Exercise task:
Your task is to write out exactly the lines from the line containing "ear in the photo above." through the end of the records, inclusive at both ends.

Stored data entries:
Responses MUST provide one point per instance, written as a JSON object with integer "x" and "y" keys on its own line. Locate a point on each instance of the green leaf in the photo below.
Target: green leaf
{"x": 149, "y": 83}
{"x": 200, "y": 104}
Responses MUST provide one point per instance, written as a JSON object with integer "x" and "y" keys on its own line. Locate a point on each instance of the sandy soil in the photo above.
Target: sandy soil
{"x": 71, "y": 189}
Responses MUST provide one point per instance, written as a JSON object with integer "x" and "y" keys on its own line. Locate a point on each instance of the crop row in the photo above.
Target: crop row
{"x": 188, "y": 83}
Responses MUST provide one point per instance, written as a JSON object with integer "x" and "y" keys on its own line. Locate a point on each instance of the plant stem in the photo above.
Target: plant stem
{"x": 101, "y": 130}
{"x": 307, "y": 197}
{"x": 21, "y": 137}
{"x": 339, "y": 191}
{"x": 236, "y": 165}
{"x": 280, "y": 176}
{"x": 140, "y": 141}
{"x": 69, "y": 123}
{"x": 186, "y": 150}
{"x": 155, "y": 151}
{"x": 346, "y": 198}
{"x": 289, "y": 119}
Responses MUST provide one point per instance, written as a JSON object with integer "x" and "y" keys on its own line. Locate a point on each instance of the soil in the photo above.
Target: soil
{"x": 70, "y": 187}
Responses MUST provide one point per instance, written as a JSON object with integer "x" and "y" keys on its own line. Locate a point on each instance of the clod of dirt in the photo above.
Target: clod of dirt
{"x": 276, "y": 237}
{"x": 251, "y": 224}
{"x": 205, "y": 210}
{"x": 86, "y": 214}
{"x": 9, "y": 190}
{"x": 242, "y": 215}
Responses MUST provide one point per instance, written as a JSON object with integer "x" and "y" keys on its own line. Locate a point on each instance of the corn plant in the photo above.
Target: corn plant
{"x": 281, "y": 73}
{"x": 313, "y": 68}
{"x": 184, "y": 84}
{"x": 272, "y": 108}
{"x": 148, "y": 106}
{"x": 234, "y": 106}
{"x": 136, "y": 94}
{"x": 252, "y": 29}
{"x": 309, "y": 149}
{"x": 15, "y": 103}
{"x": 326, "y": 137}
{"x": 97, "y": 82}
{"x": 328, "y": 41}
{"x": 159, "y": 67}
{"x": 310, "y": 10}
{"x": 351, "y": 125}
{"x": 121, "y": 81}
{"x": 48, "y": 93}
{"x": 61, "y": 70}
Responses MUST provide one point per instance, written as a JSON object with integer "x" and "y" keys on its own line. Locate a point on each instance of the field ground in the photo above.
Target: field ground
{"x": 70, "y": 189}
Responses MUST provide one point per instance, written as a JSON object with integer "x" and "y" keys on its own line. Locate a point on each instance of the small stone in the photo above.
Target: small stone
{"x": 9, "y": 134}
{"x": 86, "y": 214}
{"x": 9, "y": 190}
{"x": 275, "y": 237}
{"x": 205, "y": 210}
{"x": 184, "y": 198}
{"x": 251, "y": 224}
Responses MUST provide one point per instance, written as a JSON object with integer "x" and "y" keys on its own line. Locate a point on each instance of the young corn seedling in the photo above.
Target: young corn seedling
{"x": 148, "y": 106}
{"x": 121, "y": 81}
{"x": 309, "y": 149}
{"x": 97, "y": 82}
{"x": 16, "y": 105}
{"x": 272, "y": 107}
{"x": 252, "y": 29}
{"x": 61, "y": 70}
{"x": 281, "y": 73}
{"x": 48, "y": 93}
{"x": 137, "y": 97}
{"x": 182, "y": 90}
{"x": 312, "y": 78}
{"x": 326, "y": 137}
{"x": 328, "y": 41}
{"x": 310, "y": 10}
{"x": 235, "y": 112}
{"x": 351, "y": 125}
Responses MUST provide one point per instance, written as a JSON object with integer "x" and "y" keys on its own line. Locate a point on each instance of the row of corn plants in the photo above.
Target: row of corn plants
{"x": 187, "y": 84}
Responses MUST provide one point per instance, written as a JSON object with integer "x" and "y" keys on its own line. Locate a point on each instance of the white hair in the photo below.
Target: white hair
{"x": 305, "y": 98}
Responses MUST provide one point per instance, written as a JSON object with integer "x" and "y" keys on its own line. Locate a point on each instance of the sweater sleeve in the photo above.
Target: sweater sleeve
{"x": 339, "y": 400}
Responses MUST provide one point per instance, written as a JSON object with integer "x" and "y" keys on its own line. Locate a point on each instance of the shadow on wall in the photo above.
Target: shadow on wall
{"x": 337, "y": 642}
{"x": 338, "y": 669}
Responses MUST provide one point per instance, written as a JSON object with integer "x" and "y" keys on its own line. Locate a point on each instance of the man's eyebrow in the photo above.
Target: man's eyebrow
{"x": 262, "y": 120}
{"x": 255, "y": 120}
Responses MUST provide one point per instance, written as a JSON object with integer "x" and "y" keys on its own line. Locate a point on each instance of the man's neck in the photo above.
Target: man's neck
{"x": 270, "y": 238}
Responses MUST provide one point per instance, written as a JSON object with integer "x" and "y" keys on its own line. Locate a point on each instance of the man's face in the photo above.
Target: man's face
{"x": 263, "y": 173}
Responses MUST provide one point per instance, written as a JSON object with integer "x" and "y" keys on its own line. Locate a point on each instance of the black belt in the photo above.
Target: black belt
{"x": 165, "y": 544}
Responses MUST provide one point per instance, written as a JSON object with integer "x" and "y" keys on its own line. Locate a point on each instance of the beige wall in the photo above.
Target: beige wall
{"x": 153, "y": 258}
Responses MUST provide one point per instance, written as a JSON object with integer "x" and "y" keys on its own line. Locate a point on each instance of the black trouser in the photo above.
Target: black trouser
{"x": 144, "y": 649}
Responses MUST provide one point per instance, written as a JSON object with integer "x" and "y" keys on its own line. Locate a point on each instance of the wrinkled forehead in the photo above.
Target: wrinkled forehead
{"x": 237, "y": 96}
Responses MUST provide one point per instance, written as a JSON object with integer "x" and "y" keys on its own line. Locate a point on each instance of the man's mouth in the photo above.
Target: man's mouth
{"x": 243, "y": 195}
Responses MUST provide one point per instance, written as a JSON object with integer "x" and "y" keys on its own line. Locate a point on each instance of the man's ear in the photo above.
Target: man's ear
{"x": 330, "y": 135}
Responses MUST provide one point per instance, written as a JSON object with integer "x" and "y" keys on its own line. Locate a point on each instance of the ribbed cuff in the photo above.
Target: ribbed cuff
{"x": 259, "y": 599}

Task response:
Responses MUST provide one point per instance, written as a JSON object with integer "x" and "y" keys on its own line. Locate a point on each instance of the man's ear in the photo above.
Target: man's ear
{"x": 330, "y": 135}
Responses MUST provide one point per instance, written as a JSON object with integer "x" and "y" keys on its own line. Locate a point on each instance of the ribbed cuff in the photo above.
Target: ribbed cuff
{"x": 259, "y": 599}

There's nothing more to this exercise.